→ THE INPUT:

┌──

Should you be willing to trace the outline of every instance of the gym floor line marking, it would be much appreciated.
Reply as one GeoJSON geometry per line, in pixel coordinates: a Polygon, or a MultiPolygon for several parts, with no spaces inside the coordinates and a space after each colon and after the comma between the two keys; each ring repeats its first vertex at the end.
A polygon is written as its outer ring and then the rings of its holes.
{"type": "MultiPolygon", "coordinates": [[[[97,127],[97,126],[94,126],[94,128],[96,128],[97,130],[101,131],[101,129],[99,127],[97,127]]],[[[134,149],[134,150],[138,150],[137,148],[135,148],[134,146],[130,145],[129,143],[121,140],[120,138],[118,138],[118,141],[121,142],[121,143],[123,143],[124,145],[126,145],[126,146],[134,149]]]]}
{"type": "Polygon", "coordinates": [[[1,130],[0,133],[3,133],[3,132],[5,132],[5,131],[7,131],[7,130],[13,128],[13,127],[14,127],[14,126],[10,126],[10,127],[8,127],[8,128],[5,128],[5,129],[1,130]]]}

└──
┌──

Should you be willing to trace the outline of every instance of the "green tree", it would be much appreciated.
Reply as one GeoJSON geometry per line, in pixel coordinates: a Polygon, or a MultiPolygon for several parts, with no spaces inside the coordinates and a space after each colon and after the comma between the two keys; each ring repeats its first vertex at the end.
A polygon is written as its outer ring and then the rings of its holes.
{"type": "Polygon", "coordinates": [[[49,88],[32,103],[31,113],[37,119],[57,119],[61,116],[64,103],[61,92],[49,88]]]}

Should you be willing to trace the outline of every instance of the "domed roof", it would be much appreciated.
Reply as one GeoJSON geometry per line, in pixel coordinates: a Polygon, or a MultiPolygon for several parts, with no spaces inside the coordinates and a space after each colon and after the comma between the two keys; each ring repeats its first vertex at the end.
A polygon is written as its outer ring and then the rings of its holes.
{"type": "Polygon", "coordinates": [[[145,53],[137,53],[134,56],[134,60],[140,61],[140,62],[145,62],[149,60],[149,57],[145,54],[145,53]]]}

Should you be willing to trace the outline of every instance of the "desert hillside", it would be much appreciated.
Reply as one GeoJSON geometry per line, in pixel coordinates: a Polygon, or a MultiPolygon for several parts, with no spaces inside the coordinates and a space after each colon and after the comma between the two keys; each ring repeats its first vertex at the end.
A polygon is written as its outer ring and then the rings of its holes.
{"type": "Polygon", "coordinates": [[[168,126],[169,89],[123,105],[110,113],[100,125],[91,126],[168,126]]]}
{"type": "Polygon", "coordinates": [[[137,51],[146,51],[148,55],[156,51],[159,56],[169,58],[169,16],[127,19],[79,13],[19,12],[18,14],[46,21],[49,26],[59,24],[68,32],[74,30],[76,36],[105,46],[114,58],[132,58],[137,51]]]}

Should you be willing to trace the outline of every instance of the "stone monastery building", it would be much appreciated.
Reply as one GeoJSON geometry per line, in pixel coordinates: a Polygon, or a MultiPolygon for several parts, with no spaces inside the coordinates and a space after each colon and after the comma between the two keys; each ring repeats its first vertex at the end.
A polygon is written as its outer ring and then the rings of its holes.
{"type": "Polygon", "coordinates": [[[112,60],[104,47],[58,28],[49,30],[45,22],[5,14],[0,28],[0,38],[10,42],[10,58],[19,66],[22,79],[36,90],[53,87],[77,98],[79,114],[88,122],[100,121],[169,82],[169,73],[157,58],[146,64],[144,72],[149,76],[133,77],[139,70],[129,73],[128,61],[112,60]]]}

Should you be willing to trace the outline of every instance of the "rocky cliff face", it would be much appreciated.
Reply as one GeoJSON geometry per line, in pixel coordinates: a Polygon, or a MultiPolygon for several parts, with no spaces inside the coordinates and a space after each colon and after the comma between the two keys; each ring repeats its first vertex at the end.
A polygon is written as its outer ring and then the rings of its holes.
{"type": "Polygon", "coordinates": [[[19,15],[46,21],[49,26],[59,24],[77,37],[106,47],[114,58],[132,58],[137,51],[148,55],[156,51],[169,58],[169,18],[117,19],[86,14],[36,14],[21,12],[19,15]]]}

└──
┌──

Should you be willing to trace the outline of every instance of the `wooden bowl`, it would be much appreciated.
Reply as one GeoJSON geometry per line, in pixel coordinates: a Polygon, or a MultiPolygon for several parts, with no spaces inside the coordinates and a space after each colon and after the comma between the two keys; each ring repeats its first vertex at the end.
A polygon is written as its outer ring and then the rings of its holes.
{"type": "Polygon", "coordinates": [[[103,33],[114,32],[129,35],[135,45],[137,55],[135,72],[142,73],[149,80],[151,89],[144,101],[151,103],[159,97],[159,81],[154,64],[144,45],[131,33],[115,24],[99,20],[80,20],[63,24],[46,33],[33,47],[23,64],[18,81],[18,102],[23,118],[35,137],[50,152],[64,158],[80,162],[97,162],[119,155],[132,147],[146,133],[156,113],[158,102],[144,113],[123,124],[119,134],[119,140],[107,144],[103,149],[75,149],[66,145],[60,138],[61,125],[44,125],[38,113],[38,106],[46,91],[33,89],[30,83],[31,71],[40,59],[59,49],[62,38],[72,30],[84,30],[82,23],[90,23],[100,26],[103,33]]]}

└──

→ SHORT PROBLEM: Count the lines in the records above that contain the word "wooden" and reply with only the number.

→ TASK RESULT: 1